■ EXTRACTED MATERIAL ■
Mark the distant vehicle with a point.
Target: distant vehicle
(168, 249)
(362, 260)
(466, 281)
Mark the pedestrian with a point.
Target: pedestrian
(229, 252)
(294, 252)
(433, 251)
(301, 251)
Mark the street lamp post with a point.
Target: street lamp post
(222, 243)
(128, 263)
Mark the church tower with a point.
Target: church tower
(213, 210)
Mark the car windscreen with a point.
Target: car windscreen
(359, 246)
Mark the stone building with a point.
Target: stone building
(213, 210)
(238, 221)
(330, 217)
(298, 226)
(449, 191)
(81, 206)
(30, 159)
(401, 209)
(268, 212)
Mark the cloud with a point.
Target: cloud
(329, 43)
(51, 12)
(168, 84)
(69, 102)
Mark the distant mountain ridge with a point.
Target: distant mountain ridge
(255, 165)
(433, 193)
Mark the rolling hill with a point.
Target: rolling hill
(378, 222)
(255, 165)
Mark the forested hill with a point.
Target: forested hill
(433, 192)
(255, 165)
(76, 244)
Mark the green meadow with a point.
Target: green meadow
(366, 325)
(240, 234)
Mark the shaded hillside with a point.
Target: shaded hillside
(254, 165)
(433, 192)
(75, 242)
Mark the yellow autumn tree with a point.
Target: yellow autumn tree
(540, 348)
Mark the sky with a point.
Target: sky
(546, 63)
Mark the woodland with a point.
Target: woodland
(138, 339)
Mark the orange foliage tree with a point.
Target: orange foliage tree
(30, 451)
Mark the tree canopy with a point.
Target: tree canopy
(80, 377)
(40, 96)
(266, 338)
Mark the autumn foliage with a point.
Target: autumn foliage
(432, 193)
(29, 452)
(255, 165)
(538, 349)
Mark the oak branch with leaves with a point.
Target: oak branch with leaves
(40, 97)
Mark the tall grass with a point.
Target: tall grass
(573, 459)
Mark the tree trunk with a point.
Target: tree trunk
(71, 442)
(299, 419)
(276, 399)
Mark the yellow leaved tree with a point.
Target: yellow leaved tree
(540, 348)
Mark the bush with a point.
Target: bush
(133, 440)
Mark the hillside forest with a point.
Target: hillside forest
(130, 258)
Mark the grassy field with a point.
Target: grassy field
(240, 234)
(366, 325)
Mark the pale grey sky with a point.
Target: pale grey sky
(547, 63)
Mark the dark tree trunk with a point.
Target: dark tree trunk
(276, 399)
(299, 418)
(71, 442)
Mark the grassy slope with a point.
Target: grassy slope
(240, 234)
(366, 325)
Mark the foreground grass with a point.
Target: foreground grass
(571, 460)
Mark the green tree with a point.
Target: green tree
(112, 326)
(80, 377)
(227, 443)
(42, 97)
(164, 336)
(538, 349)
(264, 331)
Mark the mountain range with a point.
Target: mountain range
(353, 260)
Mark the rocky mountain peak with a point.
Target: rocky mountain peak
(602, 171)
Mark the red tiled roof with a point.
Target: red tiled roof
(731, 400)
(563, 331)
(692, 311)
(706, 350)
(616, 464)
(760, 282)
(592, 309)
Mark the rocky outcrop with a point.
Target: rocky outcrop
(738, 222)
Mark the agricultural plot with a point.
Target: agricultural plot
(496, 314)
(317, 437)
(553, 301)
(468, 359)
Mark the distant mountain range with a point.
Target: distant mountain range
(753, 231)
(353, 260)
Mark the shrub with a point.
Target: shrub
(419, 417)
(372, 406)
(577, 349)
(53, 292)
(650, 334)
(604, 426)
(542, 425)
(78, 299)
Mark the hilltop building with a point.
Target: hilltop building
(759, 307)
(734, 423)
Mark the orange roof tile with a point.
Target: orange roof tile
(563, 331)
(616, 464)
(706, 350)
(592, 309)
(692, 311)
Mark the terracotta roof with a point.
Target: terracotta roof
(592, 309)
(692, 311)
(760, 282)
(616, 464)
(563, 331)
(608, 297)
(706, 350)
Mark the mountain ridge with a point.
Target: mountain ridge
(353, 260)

■ WORK REQUEST ■
Taking the line that contains "Mark the orange roof tile with a point." as the starting point, copy every line through the end of the listing exactly, and write nothing further.

■ EXPECTED ANSWER ■
Mark the orange roof tile with a point.
Target: orange roof tile
(563, 331)
(616, 464)
(706, 350)
(592, 309)
(692, 311)
Mark the terracotta roof with a point.
Target: terracotta roof
(592, 309)
(692, 311)
(760, 282)
(616, 464)
(563, 331)
(608, 297)
(706, 350)
Mark the mountain ridge with a point.
Target: mountain ridge
(353, 260)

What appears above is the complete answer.